## [WHAT YOU NEED TO DO]
Copy out word for word every line of the entries from the line containing "Tag the umbel" through the last line of the entries, both ends included.

## [Coordinate annotation entries]

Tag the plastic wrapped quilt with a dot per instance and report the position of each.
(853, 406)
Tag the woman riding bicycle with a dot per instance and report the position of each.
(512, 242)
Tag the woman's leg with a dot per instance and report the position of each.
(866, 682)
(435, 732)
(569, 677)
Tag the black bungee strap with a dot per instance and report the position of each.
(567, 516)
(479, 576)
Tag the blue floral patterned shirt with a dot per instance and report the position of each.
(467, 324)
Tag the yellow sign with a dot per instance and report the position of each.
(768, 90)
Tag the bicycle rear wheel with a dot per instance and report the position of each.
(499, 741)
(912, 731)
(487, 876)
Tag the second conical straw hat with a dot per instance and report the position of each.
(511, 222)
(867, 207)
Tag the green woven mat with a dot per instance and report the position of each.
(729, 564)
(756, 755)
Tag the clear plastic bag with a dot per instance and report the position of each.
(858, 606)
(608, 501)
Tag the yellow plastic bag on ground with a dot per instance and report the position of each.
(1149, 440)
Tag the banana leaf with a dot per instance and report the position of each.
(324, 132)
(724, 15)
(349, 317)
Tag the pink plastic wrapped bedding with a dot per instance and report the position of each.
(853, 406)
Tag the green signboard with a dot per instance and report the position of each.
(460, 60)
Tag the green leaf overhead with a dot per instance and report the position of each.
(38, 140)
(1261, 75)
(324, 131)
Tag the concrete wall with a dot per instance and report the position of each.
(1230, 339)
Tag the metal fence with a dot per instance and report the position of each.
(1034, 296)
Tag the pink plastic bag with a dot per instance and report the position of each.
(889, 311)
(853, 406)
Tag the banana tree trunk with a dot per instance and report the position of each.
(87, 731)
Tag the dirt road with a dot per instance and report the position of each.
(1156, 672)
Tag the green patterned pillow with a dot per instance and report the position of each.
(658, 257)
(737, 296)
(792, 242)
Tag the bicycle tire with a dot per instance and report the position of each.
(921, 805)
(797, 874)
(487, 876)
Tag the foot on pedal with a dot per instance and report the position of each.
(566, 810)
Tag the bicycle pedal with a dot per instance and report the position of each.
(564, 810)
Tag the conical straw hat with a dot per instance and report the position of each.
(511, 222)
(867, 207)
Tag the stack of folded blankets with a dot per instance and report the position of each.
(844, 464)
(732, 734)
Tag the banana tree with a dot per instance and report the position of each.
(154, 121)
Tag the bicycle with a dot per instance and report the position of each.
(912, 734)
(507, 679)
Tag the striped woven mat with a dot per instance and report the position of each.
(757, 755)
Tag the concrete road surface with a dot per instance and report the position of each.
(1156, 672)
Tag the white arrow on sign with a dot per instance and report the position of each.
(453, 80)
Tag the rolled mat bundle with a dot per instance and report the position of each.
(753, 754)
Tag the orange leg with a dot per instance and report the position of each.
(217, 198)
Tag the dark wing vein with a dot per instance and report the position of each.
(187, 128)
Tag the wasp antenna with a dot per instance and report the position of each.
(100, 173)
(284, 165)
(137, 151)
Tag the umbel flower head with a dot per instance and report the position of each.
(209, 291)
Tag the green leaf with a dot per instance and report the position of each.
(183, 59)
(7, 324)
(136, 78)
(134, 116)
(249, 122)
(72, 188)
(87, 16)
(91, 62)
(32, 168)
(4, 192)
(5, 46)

## [ANSWER TO THIS EXERCISE]
Tag the umbel flower head with a dot per instance and report the position of each.
(209, 291)
Tag the green leaf with a dot per instance and report the position of each.
(183, 59)
(7, 324)
(136, 78)
(134, 116)
(249, 122)
(72, 188)
(87, 16)
(91, 62)
(32, 168)
(4, 192)
(5, 46)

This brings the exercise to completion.